ENTRIES SHOWN:
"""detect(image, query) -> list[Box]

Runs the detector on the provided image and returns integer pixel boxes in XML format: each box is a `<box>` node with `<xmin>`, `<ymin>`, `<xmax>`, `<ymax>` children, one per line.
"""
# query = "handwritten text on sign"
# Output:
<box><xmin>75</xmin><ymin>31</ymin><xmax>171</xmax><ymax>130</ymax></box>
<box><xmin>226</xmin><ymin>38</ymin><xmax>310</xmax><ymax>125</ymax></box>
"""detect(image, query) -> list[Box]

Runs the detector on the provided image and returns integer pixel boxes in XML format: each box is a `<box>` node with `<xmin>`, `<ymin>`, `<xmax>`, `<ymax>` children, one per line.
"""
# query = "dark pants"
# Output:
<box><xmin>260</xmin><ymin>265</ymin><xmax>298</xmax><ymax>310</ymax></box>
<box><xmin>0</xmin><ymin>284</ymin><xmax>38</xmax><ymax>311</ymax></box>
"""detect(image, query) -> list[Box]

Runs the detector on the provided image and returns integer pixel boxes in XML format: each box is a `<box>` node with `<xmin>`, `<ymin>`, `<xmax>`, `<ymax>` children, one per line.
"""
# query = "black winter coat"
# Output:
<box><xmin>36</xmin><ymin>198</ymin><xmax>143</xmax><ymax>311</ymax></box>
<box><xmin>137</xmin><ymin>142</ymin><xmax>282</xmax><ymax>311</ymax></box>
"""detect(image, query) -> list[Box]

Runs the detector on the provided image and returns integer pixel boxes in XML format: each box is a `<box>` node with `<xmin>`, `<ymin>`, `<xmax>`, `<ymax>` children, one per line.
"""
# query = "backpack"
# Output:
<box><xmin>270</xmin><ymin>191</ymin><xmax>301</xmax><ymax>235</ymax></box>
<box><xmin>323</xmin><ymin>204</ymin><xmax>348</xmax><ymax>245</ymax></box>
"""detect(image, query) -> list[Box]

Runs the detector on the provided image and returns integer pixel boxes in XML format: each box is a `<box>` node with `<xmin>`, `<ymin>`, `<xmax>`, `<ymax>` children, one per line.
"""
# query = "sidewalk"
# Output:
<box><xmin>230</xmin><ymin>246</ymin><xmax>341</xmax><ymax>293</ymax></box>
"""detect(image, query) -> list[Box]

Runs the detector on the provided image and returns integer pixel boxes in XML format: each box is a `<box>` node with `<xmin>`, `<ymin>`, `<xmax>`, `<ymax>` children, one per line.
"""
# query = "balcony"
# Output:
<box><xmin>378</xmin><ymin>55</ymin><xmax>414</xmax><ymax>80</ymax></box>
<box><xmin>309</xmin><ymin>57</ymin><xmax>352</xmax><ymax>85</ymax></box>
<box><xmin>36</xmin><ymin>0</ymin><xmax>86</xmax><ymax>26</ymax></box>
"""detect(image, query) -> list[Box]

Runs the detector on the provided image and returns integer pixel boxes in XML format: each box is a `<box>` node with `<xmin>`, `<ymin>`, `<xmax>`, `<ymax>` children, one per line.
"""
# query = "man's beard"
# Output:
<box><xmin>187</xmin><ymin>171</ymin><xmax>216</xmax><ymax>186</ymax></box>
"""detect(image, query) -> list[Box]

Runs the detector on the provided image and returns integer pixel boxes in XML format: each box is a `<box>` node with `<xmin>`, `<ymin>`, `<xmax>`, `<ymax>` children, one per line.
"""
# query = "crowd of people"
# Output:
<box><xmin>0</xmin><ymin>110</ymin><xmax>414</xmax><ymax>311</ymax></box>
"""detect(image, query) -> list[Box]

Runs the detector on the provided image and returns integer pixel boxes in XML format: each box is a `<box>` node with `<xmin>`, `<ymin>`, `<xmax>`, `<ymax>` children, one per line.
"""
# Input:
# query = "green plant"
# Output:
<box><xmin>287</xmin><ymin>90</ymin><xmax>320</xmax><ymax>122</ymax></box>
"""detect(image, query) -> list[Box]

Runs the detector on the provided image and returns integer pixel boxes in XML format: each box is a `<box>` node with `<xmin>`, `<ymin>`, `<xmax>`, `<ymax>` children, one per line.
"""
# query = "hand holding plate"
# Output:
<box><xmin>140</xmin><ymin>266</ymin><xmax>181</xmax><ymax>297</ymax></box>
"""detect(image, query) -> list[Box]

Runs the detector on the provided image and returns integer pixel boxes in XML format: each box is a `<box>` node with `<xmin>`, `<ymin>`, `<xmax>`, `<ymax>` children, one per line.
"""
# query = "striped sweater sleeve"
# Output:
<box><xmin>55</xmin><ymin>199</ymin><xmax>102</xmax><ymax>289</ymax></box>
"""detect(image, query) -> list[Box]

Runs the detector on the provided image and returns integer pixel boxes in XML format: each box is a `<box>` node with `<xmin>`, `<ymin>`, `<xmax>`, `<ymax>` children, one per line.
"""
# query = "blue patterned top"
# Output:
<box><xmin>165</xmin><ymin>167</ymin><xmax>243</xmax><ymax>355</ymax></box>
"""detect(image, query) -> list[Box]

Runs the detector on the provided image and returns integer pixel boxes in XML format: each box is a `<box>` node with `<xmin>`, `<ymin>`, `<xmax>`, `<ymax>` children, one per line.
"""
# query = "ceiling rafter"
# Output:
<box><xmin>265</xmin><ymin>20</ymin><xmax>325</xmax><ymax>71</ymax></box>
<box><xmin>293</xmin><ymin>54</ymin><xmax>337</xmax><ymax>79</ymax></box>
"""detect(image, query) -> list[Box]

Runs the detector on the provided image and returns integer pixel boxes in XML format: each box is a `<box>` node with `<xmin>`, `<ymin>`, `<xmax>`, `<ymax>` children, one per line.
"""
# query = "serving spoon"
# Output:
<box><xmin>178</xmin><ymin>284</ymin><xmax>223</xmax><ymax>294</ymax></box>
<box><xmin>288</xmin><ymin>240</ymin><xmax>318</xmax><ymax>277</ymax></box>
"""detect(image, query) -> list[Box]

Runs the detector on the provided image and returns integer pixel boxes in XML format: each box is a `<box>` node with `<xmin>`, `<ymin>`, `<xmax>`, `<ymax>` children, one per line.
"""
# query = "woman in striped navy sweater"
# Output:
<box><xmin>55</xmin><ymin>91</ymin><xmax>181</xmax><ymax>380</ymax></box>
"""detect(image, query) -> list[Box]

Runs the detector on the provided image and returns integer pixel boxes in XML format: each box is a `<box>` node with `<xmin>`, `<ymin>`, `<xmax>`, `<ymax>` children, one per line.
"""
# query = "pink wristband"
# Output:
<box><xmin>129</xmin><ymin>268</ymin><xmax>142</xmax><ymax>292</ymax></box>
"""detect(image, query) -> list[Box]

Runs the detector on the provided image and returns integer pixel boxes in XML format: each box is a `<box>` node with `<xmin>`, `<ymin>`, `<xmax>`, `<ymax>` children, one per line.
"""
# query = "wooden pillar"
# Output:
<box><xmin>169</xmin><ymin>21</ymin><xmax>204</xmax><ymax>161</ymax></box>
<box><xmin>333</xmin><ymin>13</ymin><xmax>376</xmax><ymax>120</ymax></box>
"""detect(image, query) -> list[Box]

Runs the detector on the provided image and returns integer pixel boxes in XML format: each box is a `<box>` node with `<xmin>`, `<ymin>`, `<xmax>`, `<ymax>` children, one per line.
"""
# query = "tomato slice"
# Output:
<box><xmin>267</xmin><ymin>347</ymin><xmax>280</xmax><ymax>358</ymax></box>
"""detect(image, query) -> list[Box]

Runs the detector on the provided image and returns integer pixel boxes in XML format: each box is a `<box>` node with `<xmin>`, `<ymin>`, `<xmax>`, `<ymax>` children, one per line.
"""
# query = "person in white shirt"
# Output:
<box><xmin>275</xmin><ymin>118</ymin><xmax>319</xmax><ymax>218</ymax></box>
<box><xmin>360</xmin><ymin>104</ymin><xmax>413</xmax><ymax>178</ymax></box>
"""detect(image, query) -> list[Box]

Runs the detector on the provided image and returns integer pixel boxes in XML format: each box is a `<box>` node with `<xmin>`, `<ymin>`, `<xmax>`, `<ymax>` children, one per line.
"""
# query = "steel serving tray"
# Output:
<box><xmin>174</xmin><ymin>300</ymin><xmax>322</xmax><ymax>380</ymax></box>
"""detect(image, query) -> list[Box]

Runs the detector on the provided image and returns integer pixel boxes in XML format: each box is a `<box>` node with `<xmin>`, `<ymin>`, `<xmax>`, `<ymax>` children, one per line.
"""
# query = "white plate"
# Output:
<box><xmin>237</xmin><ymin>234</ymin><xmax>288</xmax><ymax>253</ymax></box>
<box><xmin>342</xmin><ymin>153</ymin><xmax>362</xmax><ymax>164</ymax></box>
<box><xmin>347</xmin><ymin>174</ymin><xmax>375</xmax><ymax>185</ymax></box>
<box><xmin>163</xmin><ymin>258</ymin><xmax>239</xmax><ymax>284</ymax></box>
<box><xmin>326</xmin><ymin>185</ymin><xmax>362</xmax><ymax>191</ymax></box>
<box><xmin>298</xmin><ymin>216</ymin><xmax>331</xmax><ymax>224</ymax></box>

STATED GOAL: Pull out every line of the entries above that contains the string "sweater", treating uppercase and lowercase as different.

THE OUTPUT:
# query = "striped sweater sleeve"
# query = "woman in striped navy sweater"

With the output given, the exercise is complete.